**What the task asks**
Lay out the items below as a Markdown table with a Row column numbering each line and a Line column holding its text, leaving out blank lines. Begin at the first line of the items and stop after the line that contains "[[82, 118], [232, 109], [162, 146]]".
--- begin Source material ---
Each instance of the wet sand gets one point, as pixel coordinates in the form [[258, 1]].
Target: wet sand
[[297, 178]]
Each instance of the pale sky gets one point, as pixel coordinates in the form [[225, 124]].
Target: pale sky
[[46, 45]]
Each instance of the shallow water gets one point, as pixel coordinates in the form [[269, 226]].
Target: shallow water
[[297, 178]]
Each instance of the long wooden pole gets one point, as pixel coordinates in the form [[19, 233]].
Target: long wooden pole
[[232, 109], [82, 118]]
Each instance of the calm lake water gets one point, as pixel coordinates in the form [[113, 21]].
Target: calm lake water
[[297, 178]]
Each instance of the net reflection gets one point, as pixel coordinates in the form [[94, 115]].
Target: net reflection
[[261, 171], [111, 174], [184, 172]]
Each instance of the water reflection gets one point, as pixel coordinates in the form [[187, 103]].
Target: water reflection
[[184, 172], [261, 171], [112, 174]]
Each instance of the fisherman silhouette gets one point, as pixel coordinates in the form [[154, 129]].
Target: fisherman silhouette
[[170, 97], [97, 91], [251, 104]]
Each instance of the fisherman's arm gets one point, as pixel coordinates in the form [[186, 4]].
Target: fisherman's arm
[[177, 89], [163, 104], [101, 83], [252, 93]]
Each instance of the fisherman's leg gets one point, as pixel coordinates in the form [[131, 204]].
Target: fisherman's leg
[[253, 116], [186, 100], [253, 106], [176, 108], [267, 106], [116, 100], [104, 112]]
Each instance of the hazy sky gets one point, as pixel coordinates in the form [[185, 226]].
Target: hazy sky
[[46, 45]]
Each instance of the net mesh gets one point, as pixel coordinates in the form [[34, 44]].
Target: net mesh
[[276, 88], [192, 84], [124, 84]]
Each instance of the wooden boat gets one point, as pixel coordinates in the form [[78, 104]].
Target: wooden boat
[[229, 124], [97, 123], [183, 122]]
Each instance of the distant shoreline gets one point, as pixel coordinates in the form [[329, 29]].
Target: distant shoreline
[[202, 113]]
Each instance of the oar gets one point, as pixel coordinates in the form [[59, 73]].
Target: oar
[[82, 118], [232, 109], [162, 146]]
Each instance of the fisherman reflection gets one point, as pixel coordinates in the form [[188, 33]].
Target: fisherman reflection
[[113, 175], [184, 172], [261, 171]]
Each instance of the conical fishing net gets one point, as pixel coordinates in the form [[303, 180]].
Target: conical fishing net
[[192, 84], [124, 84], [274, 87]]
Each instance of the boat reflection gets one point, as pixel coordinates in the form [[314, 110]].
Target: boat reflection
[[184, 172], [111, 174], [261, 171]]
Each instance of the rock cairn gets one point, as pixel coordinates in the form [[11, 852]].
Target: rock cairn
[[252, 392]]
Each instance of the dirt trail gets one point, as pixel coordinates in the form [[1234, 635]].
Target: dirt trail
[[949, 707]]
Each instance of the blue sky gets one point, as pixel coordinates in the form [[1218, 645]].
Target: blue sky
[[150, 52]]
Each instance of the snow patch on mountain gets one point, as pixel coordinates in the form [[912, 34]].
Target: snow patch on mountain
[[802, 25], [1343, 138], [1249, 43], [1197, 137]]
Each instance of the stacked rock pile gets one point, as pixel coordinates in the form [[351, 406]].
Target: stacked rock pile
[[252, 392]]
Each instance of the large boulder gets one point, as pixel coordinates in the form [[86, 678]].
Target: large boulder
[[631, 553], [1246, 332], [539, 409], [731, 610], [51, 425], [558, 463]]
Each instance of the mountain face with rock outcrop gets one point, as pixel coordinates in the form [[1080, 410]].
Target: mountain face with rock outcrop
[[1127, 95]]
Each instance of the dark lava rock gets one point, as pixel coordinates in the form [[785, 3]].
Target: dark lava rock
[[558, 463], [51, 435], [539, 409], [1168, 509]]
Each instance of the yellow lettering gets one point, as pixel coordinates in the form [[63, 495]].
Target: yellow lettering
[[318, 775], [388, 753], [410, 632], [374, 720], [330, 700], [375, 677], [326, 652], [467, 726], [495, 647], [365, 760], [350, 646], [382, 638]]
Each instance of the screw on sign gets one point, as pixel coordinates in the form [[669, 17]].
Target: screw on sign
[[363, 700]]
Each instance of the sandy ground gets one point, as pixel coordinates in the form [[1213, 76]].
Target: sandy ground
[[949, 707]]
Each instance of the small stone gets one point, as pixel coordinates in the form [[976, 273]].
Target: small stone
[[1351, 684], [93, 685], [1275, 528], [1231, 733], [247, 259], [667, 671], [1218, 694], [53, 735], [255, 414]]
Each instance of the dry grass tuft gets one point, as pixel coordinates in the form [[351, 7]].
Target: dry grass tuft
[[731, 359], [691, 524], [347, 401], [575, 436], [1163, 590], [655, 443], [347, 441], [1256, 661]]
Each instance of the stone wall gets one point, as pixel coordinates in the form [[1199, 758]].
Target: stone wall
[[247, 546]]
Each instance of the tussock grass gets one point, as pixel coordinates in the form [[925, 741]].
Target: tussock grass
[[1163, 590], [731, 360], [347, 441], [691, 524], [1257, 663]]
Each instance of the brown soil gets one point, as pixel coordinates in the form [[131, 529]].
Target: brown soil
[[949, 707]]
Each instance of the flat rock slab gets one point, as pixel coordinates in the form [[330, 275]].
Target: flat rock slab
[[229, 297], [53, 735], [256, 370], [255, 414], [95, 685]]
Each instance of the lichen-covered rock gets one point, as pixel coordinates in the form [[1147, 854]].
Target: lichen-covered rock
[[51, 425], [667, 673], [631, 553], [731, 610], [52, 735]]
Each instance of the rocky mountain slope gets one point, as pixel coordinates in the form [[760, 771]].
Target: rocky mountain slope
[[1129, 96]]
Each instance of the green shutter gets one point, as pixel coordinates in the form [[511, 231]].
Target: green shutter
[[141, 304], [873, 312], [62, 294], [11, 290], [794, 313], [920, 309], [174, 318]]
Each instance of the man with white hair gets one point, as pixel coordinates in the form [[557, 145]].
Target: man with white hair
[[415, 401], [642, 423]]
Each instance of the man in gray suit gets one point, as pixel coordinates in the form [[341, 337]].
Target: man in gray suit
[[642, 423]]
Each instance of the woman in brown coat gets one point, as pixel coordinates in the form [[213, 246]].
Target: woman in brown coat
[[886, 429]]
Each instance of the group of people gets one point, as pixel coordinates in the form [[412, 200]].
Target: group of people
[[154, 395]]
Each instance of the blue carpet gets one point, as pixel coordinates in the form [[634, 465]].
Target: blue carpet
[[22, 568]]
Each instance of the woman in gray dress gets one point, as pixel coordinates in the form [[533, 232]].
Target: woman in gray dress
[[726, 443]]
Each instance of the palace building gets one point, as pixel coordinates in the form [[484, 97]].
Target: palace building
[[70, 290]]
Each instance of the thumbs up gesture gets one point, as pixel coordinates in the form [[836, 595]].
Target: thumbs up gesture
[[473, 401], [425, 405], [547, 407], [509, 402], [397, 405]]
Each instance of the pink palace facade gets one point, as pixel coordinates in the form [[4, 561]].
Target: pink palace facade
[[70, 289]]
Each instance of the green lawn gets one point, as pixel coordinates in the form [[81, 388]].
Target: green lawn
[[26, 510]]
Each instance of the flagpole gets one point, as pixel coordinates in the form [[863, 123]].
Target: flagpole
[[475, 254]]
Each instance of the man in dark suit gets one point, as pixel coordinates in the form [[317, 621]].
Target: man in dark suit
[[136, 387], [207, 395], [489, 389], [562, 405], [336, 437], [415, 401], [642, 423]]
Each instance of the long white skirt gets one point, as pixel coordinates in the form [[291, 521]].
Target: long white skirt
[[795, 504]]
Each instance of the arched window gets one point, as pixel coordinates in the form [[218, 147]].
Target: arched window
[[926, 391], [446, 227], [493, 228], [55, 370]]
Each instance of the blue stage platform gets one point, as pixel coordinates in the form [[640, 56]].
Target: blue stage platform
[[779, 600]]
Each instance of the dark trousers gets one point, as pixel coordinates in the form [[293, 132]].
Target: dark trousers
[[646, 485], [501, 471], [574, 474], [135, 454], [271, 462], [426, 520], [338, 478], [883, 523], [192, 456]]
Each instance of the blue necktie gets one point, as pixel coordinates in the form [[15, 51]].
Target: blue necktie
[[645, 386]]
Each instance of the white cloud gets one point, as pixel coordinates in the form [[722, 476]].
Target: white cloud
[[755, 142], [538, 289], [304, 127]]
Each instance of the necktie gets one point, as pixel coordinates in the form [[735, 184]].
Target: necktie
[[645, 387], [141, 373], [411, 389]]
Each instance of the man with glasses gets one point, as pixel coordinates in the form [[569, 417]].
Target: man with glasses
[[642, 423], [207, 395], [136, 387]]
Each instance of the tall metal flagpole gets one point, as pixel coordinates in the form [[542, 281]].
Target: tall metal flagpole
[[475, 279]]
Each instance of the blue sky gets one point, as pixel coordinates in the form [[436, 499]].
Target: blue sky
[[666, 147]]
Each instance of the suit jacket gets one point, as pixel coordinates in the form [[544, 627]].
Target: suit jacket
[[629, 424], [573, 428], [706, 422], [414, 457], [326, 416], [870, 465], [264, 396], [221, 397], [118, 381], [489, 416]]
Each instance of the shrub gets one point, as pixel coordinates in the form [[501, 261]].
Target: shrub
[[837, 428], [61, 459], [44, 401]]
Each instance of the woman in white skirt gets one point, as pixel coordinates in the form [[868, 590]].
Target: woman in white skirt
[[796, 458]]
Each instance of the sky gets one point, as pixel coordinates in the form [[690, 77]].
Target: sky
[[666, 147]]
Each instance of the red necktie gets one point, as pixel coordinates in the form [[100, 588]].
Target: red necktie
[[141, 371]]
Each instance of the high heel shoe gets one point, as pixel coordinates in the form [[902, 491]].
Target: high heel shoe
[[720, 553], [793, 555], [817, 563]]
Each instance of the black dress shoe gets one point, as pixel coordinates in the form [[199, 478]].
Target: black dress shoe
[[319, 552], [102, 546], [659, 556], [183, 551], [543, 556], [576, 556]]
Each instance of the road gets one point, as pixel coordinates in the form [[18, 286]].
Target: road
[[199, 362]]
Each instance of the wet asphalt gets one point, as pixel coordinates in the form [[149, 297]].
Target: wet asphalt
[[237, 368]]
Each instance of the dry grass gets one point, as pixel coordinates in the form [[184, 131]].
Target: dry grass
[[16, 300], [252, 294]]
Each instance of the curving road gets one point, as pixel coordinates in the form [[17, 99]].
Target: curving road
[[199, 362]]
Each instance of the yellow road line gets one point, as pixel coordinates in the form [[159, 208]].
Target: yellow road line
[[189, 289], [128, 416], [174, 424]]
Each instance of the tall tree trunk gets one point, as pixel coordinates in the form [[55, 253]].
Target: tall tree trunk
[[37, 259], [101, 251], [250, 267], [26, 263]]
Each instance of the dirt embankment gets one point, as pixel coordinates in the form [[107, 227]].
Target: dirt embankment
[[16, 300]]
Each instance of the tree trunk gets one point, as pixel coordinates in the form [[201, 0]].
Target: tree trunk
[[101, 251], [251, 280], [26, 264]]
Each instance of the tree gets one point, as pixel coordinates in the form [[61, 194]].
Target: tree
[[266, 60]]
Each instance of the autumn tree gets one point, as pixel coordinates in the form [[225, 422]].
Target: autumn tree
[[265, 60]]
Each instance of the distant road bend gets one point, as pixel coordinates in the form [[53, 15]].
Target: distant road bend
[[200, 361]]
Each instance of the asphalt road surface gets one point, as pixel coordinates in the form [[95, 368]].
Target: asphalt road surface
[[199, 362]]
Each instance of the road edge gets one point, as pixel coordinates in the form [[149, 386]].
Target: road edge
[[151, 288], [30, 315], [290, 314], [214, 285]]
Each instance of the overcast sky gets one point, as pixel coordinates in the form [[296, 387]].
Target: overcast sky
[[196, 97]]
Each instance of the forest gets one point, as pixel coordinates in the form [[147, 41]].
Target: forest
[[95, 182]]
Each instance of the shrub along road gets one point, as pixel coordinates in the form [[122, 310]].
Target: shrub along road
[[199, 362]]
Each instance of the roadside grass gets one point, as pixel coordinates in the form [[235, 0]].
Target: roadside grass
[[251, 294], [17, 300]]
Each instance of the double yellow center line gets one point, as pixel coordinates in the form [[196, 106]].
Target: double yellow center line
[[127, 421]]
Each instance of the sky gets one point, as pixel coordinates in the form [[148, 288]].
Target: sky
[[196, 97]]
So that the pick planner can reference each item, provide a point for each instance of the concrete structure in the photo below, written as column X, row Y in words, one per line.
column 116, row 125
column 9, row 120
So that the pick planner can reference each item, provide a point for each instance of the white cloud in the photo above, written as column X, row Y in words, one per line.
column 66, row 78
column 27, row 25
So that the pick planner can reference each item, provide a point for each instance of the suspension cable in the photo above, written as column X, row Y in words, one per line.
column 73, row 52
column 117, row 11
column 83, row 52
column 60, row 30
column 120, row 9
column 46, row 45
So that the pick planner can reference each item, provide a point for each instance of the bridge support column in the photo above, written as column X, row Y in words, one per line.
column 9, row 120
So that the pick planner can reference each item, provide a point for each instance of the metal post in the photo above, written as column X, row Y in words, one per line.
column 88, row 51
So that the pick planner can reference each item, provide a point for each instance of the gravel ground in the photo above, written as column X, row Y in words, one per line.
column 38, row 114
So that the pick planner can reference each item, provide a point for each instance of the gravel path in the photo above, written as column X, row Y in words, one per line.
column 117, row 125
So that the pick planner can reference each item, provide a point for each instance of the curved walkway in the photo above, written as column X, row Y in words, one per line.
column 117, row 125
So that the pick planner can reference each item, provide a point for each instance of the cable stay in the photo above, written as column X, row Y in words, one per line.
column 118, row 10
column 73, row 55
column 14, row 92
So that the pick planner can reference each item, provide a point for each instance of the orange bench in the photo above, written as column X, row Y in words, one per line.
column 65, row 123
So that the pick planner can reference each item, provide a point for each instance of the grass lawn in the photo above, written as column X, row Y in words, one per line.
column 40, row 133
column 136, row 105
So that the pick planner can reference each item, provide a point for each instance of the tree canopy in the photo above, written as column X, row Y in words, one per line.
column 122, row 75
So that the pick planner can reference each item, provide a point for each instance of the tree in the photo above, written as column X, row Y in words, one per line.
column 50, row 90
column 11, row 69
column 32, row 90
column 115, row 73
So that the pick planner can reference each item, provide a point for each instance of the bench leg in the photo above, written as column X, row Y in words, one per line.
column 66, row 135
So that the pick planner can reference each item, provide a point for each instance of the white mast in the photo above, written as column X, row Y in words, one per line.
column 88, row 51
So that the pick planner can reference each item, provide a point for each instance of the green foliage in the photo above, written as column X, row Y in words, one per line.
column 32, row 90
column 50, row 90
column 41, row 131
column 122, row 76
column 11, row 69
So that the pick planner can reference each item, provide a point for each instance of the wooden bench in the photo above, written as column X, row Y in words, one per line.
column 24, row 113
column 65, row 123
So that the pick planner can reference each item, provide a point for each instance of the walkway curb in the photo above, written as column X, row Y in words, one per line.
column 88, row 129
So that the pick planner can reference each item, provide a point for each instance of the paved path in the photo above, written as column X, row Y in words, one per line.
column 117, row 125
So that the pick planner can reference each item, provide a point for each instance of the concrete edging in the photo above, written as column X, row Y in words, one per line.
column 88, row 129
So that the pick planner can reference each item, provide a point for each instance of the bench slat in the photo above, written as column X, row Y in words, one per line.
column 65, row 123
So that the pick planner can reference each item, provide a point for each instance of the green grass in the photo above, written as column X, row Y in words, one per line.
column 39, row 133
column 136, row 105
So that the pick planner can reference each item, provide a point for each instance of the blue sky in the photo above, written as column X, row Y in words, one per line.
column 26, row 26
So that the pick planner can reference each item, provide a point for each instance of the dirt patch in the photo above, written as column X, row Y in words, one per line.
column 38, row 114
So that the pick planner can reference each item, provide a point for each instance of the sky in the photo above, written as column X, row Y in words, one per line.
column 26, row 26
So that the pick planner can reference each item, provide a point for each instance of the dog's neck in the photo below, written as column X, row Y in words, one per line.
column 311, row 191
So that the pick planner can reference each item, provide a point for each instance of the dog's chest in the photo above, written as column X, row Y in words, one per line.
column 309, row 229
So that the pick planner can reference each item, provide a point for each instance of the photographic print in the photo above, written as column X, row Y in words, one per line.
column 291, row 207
--- end Source material ---
**Reply to the exercise**
| Row | Line |
|---|---|
| 1 | Each instance of the wet sand gets one point, as pixel coordinates in the form [[258, 1]]. |
| 2 | Target: wet sand |
| 3 | [[297, 178]] |
| 4 | Each instance of the pale sky gets one point, as pixel coordinates in the form [[225, 124]]. |
| 5 | Target: pale sky |
| 6 | [[46, 45]] |
| 7 | Each instance of the shallow water gets one point, as pixel coordinates in the form [[269, 226]]. |
| 8 | Target: shallow water |
| 9 | [[297, 178]] |
| 10 | Each instance of the long wooden pole gets one point, as pixel coordinates in the form [[19, 233]]. |
| 11 | Target: long wooden pole |
| 12 | [[232, 109], [82, 118]] |
| 13 | Each instance of the calm lake water gets one point, as pixel coordinates in the form [[113, 21]]. |
| 14 | Target: calm lake water |
| 15 | [[297, 178]] |
| 16 | Each instance of the net reflection gets one point, as pixel coordinates in the form [[94, 115]]. |
| 17 | Target: net reflection |
| 18 | [[261, 171], [111, 174], [184, 172]] |
| 19 | Each instance of the water reflection gets one point, as pixel coordinates in the form [[187, 103]]. |
| 20 | Target: water reflection |
| 21 | [[184, 172], [261, 171], [112, 174]] |
| 22 | Each instance of the fisherman silhouette gets one point, as pixel coordinates in the form [[154, 129]]. |
| 23 | Target: fisherman silhouette |
| 24 | [[170, 97], [97, 91], [251, 104]] |
| 25 | Each instance of the fisherman's arm gets one point, as pixel coordinates in the form [[186, 4]]. |
| 26 | Target: fisherman's arm |
| 27 | [[177, 89], [163, 104], [101, 83], [252, 93]] |
| 28 | Each instance of the fisherman's leg gets one point, as pixel coordinates in the form [[131, 204]]. |
| 29 | Target: fisherman's leg |
| 30 | [[253, 116], [186, 100], [253, 106], [176, 108], [267, 106], [116, 100], [104, 112]] |
| 31 | Each instance of the hazy sky gets one point, as pixel coordinates in the form [[185, 226]]. |
| 32 | Target: hazy sky |
| 33 | [[46, 45]] |
| 34 | Each instance of the net mesh gets one point, as pixel coordinates in the form [[34, 44]]. |
| 35 | Target: net mesh |
| 36 | [[276, 88], [192, 84], [124, 84]] |
| 37 | Each instance of the wooden boat gets one point, as pixel coordinates in the form [[78, 104]]. |
| 38 | Target: wooden boat |
| 39 | [[229, 124], [97, 123], [183, 122]] |
| 40 | Each instance of the distant shoreline gets one point, as pixel coordinates in the form [[329, 29]]. |
| 41 | Target: distant shoreline |
| 42 | [[202, 113]] |
| 43 | Each instance of the oar gets one point, as pixel coordinates in the form [[59, 73]]. |
| 44 | Target: oar |
| 45 | [[82, 118], [232, 109], [162, 146]] |